Report each line of the records below that contains the string "white". Count only matches whose capitalization is the same.

..............................

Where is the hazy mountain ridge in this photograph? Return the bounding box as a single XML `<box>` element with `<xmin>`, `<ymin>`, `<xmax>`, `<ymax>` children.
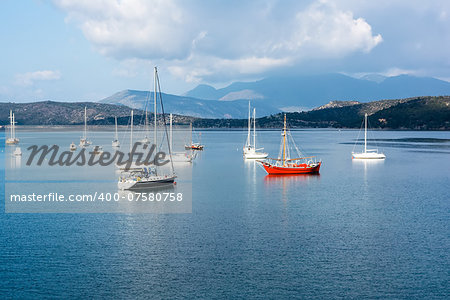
<box><xmin>0</xmin><ymin>96</ymin><xmax>450</xmax><ymax>130</ymax></box>
<box><xmin>0</xmin><ymin>101</ymin><xmax>195</xmax><ymax>126</ymax></box>
<box><xmin>186</xmin><ymin>73</ymin><xmax>450</xmax><ymax>109</ymax></box>
<box><xmin>100</xmin><ymin>90</ymin><xmax>280</xmax><ymax>118</ymax></box>
<box><xmin>194</xmin><ymin>96</ymin><xmax>450</xmax><ymax>130</ymax></box>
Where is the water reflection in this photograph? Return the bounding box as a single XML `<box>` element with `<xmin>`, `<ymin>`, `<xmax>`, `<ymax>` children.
<box><xmin>117</xmin><ymin>184</ymin><xmax>177</xmax><ymax>214</ymax></box>
<box><xmin>264</xmin><ymin>174</ymin><xmax>320</xmax><ymax>202</ymax></box>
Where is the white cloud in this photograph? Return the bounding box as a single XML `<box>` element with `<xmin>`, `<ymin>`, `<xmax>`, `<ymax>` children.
<box><xmin>380</xmin><ymin>67</ymin><xmax>422</xmax><ymax>77</ymax></box>
<box><xmin>55</xmin><ymin>0</ymin><xmax>382</xmax><ymax>81</ymax></box>
<box><xmin>15</xmin><ymin>70</ymin><xmax>61</xmax><ymax>86</ymax></box>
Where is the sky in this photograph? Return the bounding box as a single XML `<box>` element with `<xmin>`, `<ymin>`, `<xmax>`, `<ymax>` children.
<box><xmin>0</xmin><ymin>0</ymin><xmax>450</xmax><ymax>102</ymax></box>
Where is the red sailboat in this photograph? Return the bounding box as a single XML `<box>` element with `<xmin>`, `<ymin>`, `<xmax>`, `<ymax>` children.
<box><xmin>259</xmin><ymin>115</ymin><xmax>322</xmax><ymax>175</ymax></box>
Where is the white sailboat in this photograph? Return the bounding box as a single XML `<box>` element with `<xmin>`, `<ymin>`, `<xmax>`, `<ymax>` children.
<box><xmin>14</xmin><ymin>147</ymin><xmax>22</xmax><ymax>156</ymax></box>
<box><xmin>243</xmin><ymin>102</ymin><xmax>269</xmax><ymax>159</ymax></box>
<box><xmin>169</xmin><ymin>114</ymin><xmax>197</xmax><ymax>163</ymax></box>
<box><xmin>112</xmin><ymin>117</ymin><xmax>120</xmax><ymax>148</ymax></box>
<box><xmin>140</xmin><ymin>109</ymin><xmax>150</xmax><ymax>144</ymax></box>
<box><xmin>352</xmin><ymin>114</ymin><xmax>386</xmax><ymax>159</ymax></box>
<box><xmin>80</xmin><ymin>106</ymin><xmax>91</xmax><ymax>147</ymax></box>
<box><xmin>117</xmin><ymin>67</ymin><xmax>177</xmax><ymax>190</ymax></box>
<box><xmin>6</xmin><ymin>110</ymin><xmax>19</xmax><ymax>145</ymax></box>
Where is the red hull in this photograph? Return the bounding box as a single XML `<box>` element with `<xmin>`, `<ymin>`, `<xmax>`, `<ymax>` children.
<box><xmin>262</xmin><ymin>162</ymin><xmax>322</xmax><ymax>175</ymax></box>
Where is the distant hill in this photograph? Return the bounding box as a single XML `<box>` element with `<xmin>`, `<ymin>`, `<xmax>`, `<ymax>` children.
<box><xmin>186</xmin><ymin>74</ymin><xmax>450</xmax><ymax>111</ymax></box>
<box><xmin>0</xmin><ymin>96</ymin><xmax>450</xmax><ymax>130</ymax></box>
<box><xmin>100</xmin><ymin>90</ymin><xmax>280</xmax><ymax>119</ymax></box>
<box><xmin>0</xmin><ymin>101</ymin><xmax>193</xmax><ymax>125</ymax></box>
<box><xmin>194</xmin><ymin>96</ymin><xmax>450</xmax><ymax>130</ymax></box>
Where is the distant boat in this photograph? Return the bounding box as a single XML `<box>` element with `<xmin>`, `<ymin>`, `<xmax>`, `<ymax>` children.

..............................

SOLUTION FOR THIS PROBLEM:
Where is the white cloud in this photograph? Return the bounding box as a single XML `<box>` element with `<xmin>`, `<ymin>`, `<xmax>`, `<ymax>` children.
Where is the white sailboat in this photograph? Return the bounding box as a single XML `<box>` element with `<xmin>`, `<ymin>`, `<xmax>`, `<ymax>` children.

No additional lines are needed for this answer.